___ READING PASSAGE

An up day but a down week for the benchmark US stock index.

Nia Warfield, Luke Kawa

US stocks shook off their midweek slump with a strong finish on Friday, as the S&P 500 notched a 0.6% gain, the Nasdaq 100 rose 0.4%, and the Russell 2000 outperformed with a nearly 1% gain.

However, the benchmark US stock index posted a negative week, as was prophesied by the calendar.

Every S&P 500 sector ETF was positive on the day, with utilities, consumer discretionary, materials, and healthcare all up at least 1%.

Gains on the day were led by Electronic Arts, which soared nearly 15% following a Wall Street Journal report that the video game giant is nearing a roughly $50 billion deal to go private. Shares of rival Take-Two also popped 4.5%. Declines were led by Oracle, which dipped 2.7%.

Shares of Boeing jumped 3.6% following a report that the plane maker could soon face fewer obstacles in delivering its aircraft to customers.

Tesla climbed 4% as Wedbush Securities analyst Dan Ives hiked his price target on the stock to $600 from $500, saying investors are “underestimating the transformation underway at the company” regarding AI.

Ford and GM rose 3.4% and 1.1%, respectively, with both stocks trading at 52-week highs as investors pile into gas-powered US automakers with the looming end of the EV tax credit and the Trump administration’s potential repeal of vehicle emissions standards.

______
___ DATA LINES

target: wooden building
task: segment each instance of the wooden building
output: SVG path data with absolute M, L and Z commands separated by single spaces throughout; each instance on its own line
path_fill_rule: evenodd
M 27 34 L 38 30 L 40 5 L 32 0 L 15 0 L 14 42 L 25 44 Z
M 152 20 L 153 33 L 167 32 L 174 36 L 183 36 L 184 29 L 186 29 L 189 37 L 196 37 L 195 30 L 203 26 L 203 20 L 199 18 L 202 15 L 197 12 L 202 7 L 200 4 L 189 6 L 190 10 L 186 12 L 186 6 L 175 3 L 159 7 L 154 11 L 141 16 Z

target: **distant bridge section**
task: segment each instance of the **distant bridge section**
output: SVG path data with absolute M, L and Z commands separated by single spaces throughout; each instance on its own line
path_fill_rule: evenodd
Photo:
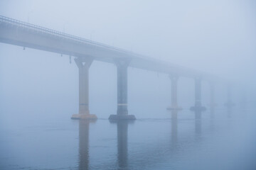
M 117 115 L 111 115 L 110 119 L 135 119 L 134 115 L 128 115 L 127 110 L 129 67 L 169 74 L 171 80 L 171 110 L 182 109 L 177 103 L 179 76 L 195 79 L 196 102 L 191 107 L 193 110 L 206 109 L 201 106 L 201 80 L 217 80 L 213 75 L 196 69 L 1 16 L 0 42 L 75 57 L 75 62 L 79 69 L 79 113 L 73 115 L 73 118 L 97 118 L 89 112 L 89 68 L 94 60 L 113 63 L 117 68 Z

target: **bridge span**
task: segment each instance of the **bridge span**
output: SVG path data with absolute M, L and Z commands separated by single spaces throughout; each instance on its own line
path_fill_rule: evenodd
M 191 110 L 205 110 L 201 105 L 201 81 L 213 83 L 213 75 L 145 57 L 112 46 L 91 41 L 54 30 L 0 16 L 0 42 L 24 47 L 74 56 L 79 70 L 79 113 L 74 119 L 96 119 L 89 111 L 89 69 L 94 60 L 113 63 L 117 68 L 117 111 L 110 119 L 135 119 L 127 110 L 127 68 L 146 69 L 168 74 L 171 81 L 171 104 L 169 109 L 181 110 L 177 103 L 178 77 L 195 79 L 195 106 Z M 212 94 L 212 99 L 214 102 Z M 198 117 L 198 116 L 197 116 Z

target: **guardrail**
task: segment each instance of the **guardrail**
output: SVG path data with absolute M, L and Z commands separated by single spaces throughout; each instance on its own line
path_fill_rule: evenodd
M 75 41 L 78 41 L 78 42 L 82 42 L 82 43 L 91 44 L 91 45 L 94 45 L 100 46 L 100 47 L 102 47 L 105 48 L 107 48 L 107 49 L 112 50 L 116 50 L 116 51 L 119 51 L 119 52 L 122 52 L 135 55 L 131 51 L 124 50 L 121 48 L 118 48 L 118 47 L 113 47 L 111 45 L 108 45 L 97 42 L 95 41 L 90 40 L 86 38 L 72 35 L 70 34 L 64 33 L 63 32 L 49 29 L 49 28 L 47 28 L 45 27 L 38 26 L 36 26 L 34 24 L 23 22 L 23 21 L 21 21 L 18 20 L 10 18 L 3 16 L 0 16 L 0 22 L 16 25 L 17 26 L 19 26 L 19 27 L 23 27 L 24 28 L 28 28 L 28 29 L 33 29 L 34 30 L 43 32 L 45 33 L 50 33 L 50 34 L 52 34 L 53 35 L 59 36 L 59 37 L 62 37 L 64 38 L 75 40 Z

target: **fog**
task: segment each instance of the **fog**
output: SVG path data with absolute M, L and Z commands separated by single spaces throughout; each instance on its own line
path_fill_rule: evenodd
M 255 9 L 252 0 L 1 0 L 1 16 L 221 81 L 215 83 L 213 119 L 210 84 L 202 81 L 207 110 L 198 130 L 189 110 L 195 105 L 194 79 L 178 79 L 183 110 L 176 124 L 166 110 L 169 74 L 128 67 L 128 113 L 137 120 L 113 124 L 107 119 L 117 114 L 117 67 L 95 60 L 89 72 L 89 108 L 98 120 L 81 123 L 70 120 L 79 112 L 75 56 L 70 63 L 67 55 L 1 42 L 0 169 L 255 169 Z M 228 84 L 235 103 L 230 109 L 224 105 Z

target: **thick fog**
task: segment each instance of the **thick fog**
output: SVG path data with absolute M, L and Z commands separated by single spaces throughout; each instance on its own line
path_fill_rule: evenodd
M 217 122 L 225 121 L 223 118 L 225 118 L 225 120 L 228 117 L 224 103 L 228 100 L 227 82 L 230 83 L 232 101 L 235 103 L 233 112 L 238 112 L 233 113 L 233 118 L 238 120 L 236 121 L 239 123 L 236 122 L 237 124 L 233 125 L 235 128 L 233 130 L 228 130 L 231 132 L 229 134 L 235 134 L 235 138 L 244 137 L 239 136 L 235 132 L 238 130 L 238 126 L 244 124 L 251 125 L 247 123 L 247 121 L 249 121 L 247 119 L 243 119 L 244 122 L 240 120 L 241 118 L 246 117 L 245 111 L 243 110 L 239 111 L 243 109 L 245 103 L 247 106 L 247 115 L 249 118 L 250 116 L 255 118 L 254 115 L 256 108 L 255 105 L 256 103 L 255 1 L 1 0 L 0 15 L 213 74 L 221 79 L 215 84 L 215 89 Z M 26 152 L 18 152 L 21 154 L 19 155 L 14 151 L 19 149 L 11 149 L 13 145 L 18 144 L 17 144 L 18 140 L 14 138 L 10 140 L 11 137 L 6 140 L 7 139 L 5 138 L 6 135 L 9 136 L 10 134 L 16 132 L 10 130 L 19 128 L 26 124 L 28 127 L 37 127 L 37 123 L 42 122 L 43 125 L 46 125 L 46 123 L 54 125 L 55 122 L 58 125 L 59 122 L 63 123 L 71 121 L 70 120 L 71 115 L 78 113 L 78 69 L 74 58 L 75 56 L 71 57 L 70 64 L 68 55 L 0 43 L 0 128 L 1 129 L 0 149 L 4 150 L 0 156 L 6 158 L 0 162 L 2 167 L 7 167 L 6 162 L 10 161 L 9 157 L 15 157 L 12 159 L 14 164 L 18 165 L 18 162 L 22 161 L 28 162 L 27 164 L 31 163 L 26 161 L 30 159 L 28 157 L 26 159 L 26 156 L 24 158 L 21 156 L 26 155 Z M 106 120 L 110 115 L 116 114 L 117 88 L 117 67 L 111 63 L 94 61 L 90 67 L 89 75 L 90 113 L 97 115 L 100 120 Z M 139 122 L 143 122 L 143 120 L 149 118 L 156 119 L 156 121 L 159 121 L 158 119 L 171 118 L 170 112 L 166 110 L 166 108 L 171 105 L 171 80 L 167 74 L 133 67 L 128 68 L 128 111 L 129 114 L 134 115 L 137 119 L 141 120 Z M 178 103 L 183 108 L 184 111 L 182 112 L 185 113 L 183 115 L 181 113 L 178 117 L 193 120 L 193 113 L 187 113 L 190 107 L 195 104 L 193 79 L 179 77 Z M 202 105 L 209 108 L 210 104 L 209 83 L 203 81 Z M 221 110 L 219 113 L 219 113 L 217 110 Z M 208 109 L 205 115 L 203 113 L 202 116 L 209 122 Z M 156 129 L 159 128 L 159 131 L 161 130 L 162 124 L 157 124 L 154 120 L 151 121 L 156 126 Z M 203 123 L 204 120 L 201 121 Z M 241 121 L 242 123 L 240 123 Z M 108 126 L 108 122 L 106 120 L 102 123 L 103 125 L 101 125 L 100 121 L 98 121 L 96 124 L 98 128 L 95 128 L 95 128 L 99 129 L 98 132 L 105 132 L 106 136 L 106 134 L 112 135 L 112 134 L 114 132 L 107 132 L 103 128 L 105 125 Z M 40 125 L 38 126 L 41 127 Z M 61 125 L 63 125 L 64 123 Z M 141 128 L 140 133 L 149 133 L 145 128 L 143 128 L 143 123 L 137 125 Z M 228 125 L 223 126 L 226 127 Z M 68 125 L 63 127 L 65 130 L 70 130 L 67 128 Z M 191 127 L 193 128 L 193 125 Z M 243 135 L 246 137 L 244 137 L 244 140 L 241 141 L 242 144 L 247 143 L 251 144 L 252 141 L 256 141 L 255 135 L 252 135 L 252 138 L 246 138 L 255 132 L 253 128 L 255 128 L 255 125 L 245 128 L 249 130 L 246 131 L 247 135 Z M 77 128 L 72 128 L 73 131 L 78 130 Z M 132 128 L 132 126 L 131 132 L 134 133 L 131 133 L 130 139 L 133 142 L 137 142 L 135 139 L 139 141 L 146 140 L 145 138 L 140 137 L 139 134 L 135 134 L 136 130 Z M 201 129 L 202 130 L 204 129 L 203 126 Z M 151 130 L 154 130 L 154 128 Z M 191 135 L 190 130 L 190 128 L 184 128 L 183 129 L 184 134 L 181 132 L 182 135 L 185 136 L 186 135 Z M 93 127 L 92 130 L 94 130 Z M 218 130 L 221 131 L 221 130 Z M 240 131 L 241 134 L 243 134 L 245 130 Z M 117 137 L 114 135 L 113 137 Z M 96 135 L 94 134 L 92 139 L 95 139 Z M 163 139 L 165 139 L 165 137 L 164 135 L 159 135 L 159 141 L 151 140 L 152 143 L 150 144 L 154 144 L 157 147 L 159 144 L 158 142 L 161 144 L 161 137 Z M 181 134 L 178 135 L 181 136 Z M 71 137 L 75 139 L 74 136 L 75 135 Z M 215 151 L 218 152 L 215 153 L 216 155 L 220 154 L 222 149 L 220 148 L 225 147 L 223 146 L 226 146 L 225 144 L 232 139 L 230 135 L 226 137 L 227 139 L 223 140 L 224 144 L 221 144 L 223 141 L 218 140 L 218 137 L 220 137 L 217 135 L 213 140 L 213 141 L 217 140 L 218 146 L 221 146 L 217 149 L 219 149 L 219 152 Z M 4 141 L 9 140 L 14 142 L 13 145 L 6 144 Z M 72 148 L 71 140 L 67 139 L 67 140 L 68 141 L 65 146 Z M 233 144 L 234 147 L 237 147 L 235 144 Z M 28 147 L 28 150 L 32 149 Z M 149 150 L 149 153 L 154 154 L 155 149 L 150 147 L 146 149 Z M 225 154 L 227 154 L 226 157 L 232 155 L 232 151 L 229 149 L 232 150 L 233 147 L 223 149 L 225 150 L 223 152 L 225 152 Z M 247 149 L 252 152 L 252 149 L 247 148 Z M 161 148 L 158 150 L 161 151 Z M 104 152 L 107 154 L 106 150 Z M 97 150 L 96 152 L 97 154 L 101 154 L 100 151 Z M 251 152 L 250 153 L 252 154 Z M 67 151 L 66 153 L 68 154 L 68 152 Z M 138 157 L 145 157 L 145 159 L 150 160 L 150 158 L 146 157 L 147 154 L 145 154 L 145 156 L 142 153 L 143 152 L 138 151 L 138 153 L 136 152 L 134 154 Z M 161 153 L 159 153 L 159 155 L 161 155 Z M 192 153 L 196 155 L 197 154 L 193 152 Z M 168 153 L 164 152 L 164 154 Z M 191 159 L 189 159 L 193 157 L 191 154 L 191 152 L 189 152 L 184 154 L 186 158 L 188 158 L 185 163 L 187 166 L 183 166 L 184 169 L 188 169 L 191 164 L 193 164 L 190 162 Z M 255 152 L 252 154 L 255 156 Z M 38 159 L 40 157 L 43 159 L 47 154 L 42 155 L 43 156 L 39 156 Z M 200 153 L 198 155 L 201 155 Z M 215 159 L 216 155 L 213 154 L 212 156 L 214 157 L 213 159 Z M 199 158 L 200 156 L 196 157 L 195 162 L 200 162 Z M 252 156 L 250 159 L 255 159 L 255 157 Z M 142 159 L 141 162 L 144 162 Z M 133 162 L 132 158 L 129 158 L 129 160 L 130 163 Z M 59 161 L 63 162 L 60 159 Z M 107 159 L 105 161 L 108 162 Z M 247 161 L 249 164 L 253 162 L 251 159 Z M 65 164 L 65 164 L 64 166 L 69 167 L 68 162 L 66 162 Z M 110 165 L 111 162 L 107 164 Z M 242 166 L 243 164 L 245 164 L 245 162 L 242 162 L 240 164 Z M 36 166 L 31 166 L 31 169 L 28 168 L 28 169 L 58 168 L 58 166 L 50 165 Z M 95 166 L 95 168 L 100 167 Z M 135 165 L 129 166 L 132 166 L 128 169 L 136 169 L 136 167 L 132 167 Z M 145 168 L 139 166 L 140 165 L 137 166 Z M 203 167 L 198 168 L 207 167 L 204 166 L 206 165 L 203 164 L 202 165 Z M 220 166 L 222 169 L 223 169 L 225 167 L 225 165 Z M 93 169 L 93 167 L 91 169 Z M 156 165 L 146 169 L 166 169 L 167 166 Z M 227 166 L 228 169 L 232 169 Z

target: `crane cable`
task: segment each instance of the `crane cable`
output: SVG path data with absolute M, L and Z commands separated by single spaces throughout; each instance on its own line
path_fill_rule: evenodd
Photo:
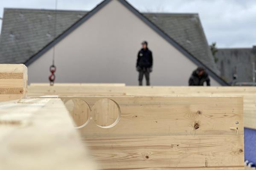
M 53 39 L 56 37 L 56 25 L 57 25 L 57 8 L 58 6 L 58 0 L 55 0 L 55 14 L 54 20 L 54 28 L 53 30 Z M 56 71 L 56 66 L 55 65 L 54 62 L 55 60 L 55 45 L 53 46 L 52 52 L 52 63 L 50 66 L 50 72 L 51 75 L 49 76 L 49 81 L 50 81 L 50 85 L 52 86 L 54 84 L 55 80 L 55 74 L 54 73 Z

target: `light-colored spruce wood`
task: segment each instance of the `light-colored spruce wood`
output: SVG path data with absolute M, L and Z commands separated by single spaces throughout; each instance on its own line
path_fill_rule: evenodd
M 49 83 L 30 83 L 32 86 L 49 86 Z M 55 86 L 96 86 L 96 87 L 119 87 L 125 86 L 125 83 L 55 83 Z
M 101 169 L 244 169 L 241 97 L 61 98 L 82 99 L 91 108 L 109 99 L 119 107 L 114 126 L 97 126 L 90 113 L 79 129 Z
M 60 99 L 1 102 L 0 110 L 0 169 L 96 169 Z
M 91 111 L 96 125 L 103 128 L 109 128 L 116 125 L 120 119 L 120 114 L 118 105 L 109 99 L 102 99 L 96 102 Z
M 244 97 L 244 126 L 256 129 L 256 87 L 29 87 L 29 96 L 237 96 Z
M 85 125 L 91 111 L 86 102 L 79 99 L 71 99 L 65 102 L 65 106 L 73 118 L 76 127 Z
M 0 102 L 25 98 L 27 69 L 23 64 L 0 64 Z
M 245 166 L 245 167 L 244 167 L 244 170 L 255 170 L 255 168 L 253 168 L 252 167 L 249 167 L 247 166 Z

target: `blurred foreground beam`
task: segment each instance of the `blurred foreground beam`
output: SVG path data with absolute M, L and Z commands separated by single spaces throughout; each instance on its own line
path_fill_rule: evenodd
M 59 99 L 0 103 L 0 169 L 94 169 Z
M 0 64 L 0 102 L 26 97 L 27 68 L 23 64 Z

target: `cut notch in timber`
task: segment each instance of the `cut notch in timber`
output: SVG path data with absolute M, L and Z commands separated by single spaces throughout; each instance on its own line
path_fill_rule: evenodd
M 0 65 L 0 102 L 25 98 L 27 68 L 23 64 Z
M 93 119 L 79 130 L 102 170 L 244 170 L 241 97 L 61 98 L 96 107 L 87 114 L 87 108 L 79 110 Z M 106 118 L 112 117 L 104 102 L 97 104 L 106 99 L 121 111 L 119 122 L 108 128 L 97 125 L 104 115 L 96 115 L 105 110 Z M 239 128 L 238 133 L 230 127 Z
M 59 99 L 0 103 L 0 169 L 96 169 Z

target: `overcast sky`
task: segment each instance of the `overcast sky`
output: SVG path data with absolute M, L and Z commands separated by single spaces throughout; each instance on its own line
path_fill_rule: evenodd
M 89 10 L 101 0 L 58 0 L 58 9 Z M 218 47 L 256 45 L 256 0 L 128 0 L 142 12 L 196 13 L 208 43 Z M 54 9 L 55 0 L 0 0 L 3 8 Z M 0 26 L 1 26 L 1 22 Z

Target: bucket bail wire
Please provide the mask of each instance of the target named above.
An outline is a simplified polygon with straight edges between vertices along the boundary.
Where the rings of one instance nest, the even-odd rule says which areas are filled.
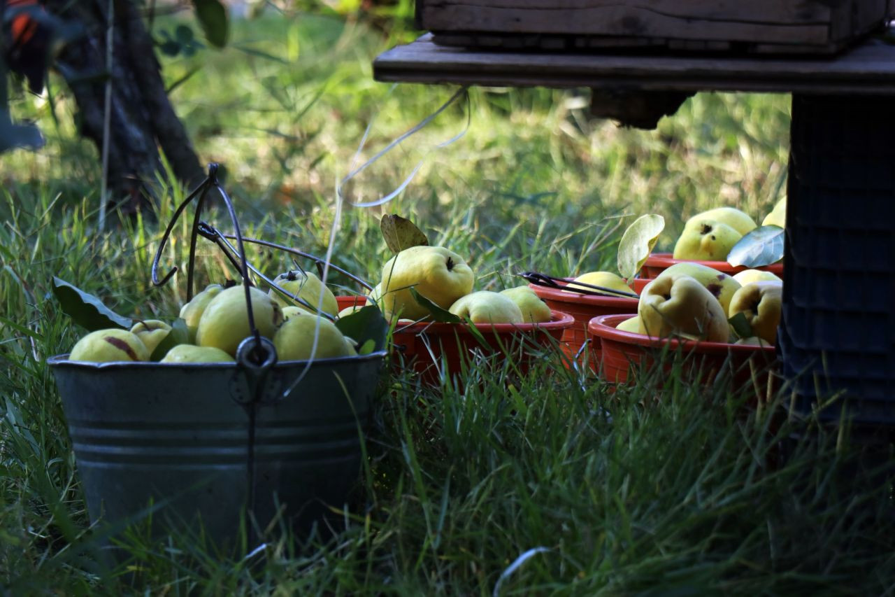
[[[178,271],[178,267],[174,265],[163,277],[159,278],[159,261],[167,240],[171,236],[171,231],[174,229],[175,224],[183,215],[186,207],[192,201],[197,200],[198,198],[190,235],[190,255],[187,264],[187,301],[191,300],[193,297],[196,241],[199,236],[214,242],[231,264],[233,264],[234,267],[239,272],[239,274],[243,279],[243,288],[245,292],[246,315],[248,316],[250,335],[242,341],[236,350],[235,360],[237,372],[234,376],[234,380],[231,384],[230,397],[235,403],[239,404],[243,408],[248,419],[248,441],[246,446],[246,509],[247,512],[251,514],[254,512],[255,505],[257,503],[255,499],[258,486],[255,478],[255,444],[259,408],[262,405],[276,404],[283,400],[285,394],[280,392],[279,385],[276,383],[276,380],[272,379],[272,376],[268,375],[271,368],[277,364],[277,350],[270,340],[261,336],[260,332],[256,325],[254,316],[255,314],[251,305],[251,289],[252,287],[252,283],[250,273],[263,280],[279,294],[290,299],[295,300],[299,304],[309,307],[311,311],[318,313],[321,316],[326,316],[330,320],[333,319],[333,316],[329,314],[324,313],[315,306],[309,304],[307,301],[298,297],[297,293],[289,292],[288,290],[283,289],[276,281],[265,276],[249,262],[245,255],[246,242],[251,242],[262,247],[282,250],[294,255],[313,260],[318,268],[320,269],[322,267],[322,264],[325,263],[325,260],[311,254],[282,245],[277,245],[276,243],[244,238],[239,226],[239,221],[236,217],[233,202],[217,179],[218,169],[219,168],[217,163],[209,164],[208,177],[183,201],[183,203],[181,203],[175,212],[171,221],[168,222],[168,225],[166,228],[158,244],[158,248],[156,251],[155,257],[152,260],[152,283],[157,287],[163,286],[167,283],[167,281],[170,281],[174,274]],[[230,221],[233,225],[234,234],[224,234],[214,226],[201,220],[202,210],[205,207],[205,202],[208,197],[209,191],[212,188],[216,189],[220,195],[220,197],[224,200],[224,203],[226,206],[227,212],[230,216]],[[236,241],[235,247],[234,247],[230,240]],[[298,267],[301,269],[300,265],[298,265]],[[371,284],[351,273],[332,264],[330,264],[329,267],[330,269],[351,278],[361,286],[368,290],[372,290],[372,286]],[[250,537],[254,540],[256,531],[253,525],[250,526],[249,532],[251,533]]]

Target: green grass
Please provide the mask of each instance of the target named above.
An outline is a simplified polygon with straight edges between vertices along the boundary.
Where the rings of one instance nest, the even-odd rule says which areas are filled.
[[[201,66],[173,99],[202,159],[226,168],[250,235],[325,252],[333,189],[367,123],[376,116],[370,156],[453,92],[372,82],[371,59],[388,43],[351,20],[268,16],[238,24],[233,48],[166,65],[172,82]],[[153,219],[97,233],[96,152],[72,136],[63,90],[56,102],[59,127],[42,100],[16,99],[16,116],[38,118],[49,143],[0,164],[0,587],[9,594],[490,594],[499,582],[500,594],[891,593],[891,495],[861,485],[835,435],[774,460],[797,428],[777,427],[785,391],[759,410],[748,392],[694,386],[679,373],[613,392],[553,352],[521,377],[512,363],[481,362],[456,387],[390,380],[334,538],[271,535],[247,562],[190,538],[149,541],[138,525],[115,540],[132,559],[104,567],[44,363],[81,331],[50,281],[124,314],[173,317],[185,279],[152,287]],[[337,264],[375,281],[388,257],[377,218],[388,211],[468,255],[477,288],[502,288],[520,283],[521,269],[613,268],[632,216],[664,215],[667,247],[697,211],[729,204],[760,219],[785,188],[785,96],[699,95],[654,132],[592,120],[586,95],[571,91],[473,90],[470,108],[460,141],[425,155],[464,129],[457,108],[348,189],[384,195],[425,159],[382,210],[346,210]],[[159,192],[171,197],[156,214],[165,222],[183,195],[162,183]],[[222,215],[209,220],[227,228]],[[200,284],[235,277],[200,247]],[[163,267],[183,268],[187,251],[182,222]],[[268,273],[288,266],[265,263]],[[500,580],[536,548],[545,550]]]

______

OBJECTIVE 1 →
According to the stock market report, which company led the day's declines, and by how much did its shares fall?
OBJECTIVE 2 →
Continue the stock market report, picking up after its final sentence about Ford and GM.

ANSWER 1 →
Oracle led the declines, dipping 2.7%.

ANSWER 2 →
GameStop moved 4.6% higher as the company offers promotions to boost interest for its North American launch of the Mega Evolution set of the “Pokémon Trading Card Game.”

Intel jumped 4.4% following a Wall Street Journal report that the chipmaker approached TSMC about potential investments or manufacturing partnerships, as well as a separate WSJ report on potential Trump administration plans to boost domestic chip production.

Crocs rose 6.6% as the footwear company’s HeyDude brand unveiled a new marketing effort starring actress Sydney Sweeney for its Austin Lift shoe line.

Shares of Restoration Hardware slid 4.3% after President Trump announced 50% tariffs on kitchen cabinets and bathroom vanities, and 30% tariffs on upholstered goods. Peers Wayfair and Williams-Sonoma also initially dipped on the news but later reversed losses.

Shares of bitcoin miner and AI compute power provider IREN slumped 9.6% after JPMorgan analyst Reggie Smith downgraded the stock to “underweight” from “neutral, marking the first sell rating for the stock.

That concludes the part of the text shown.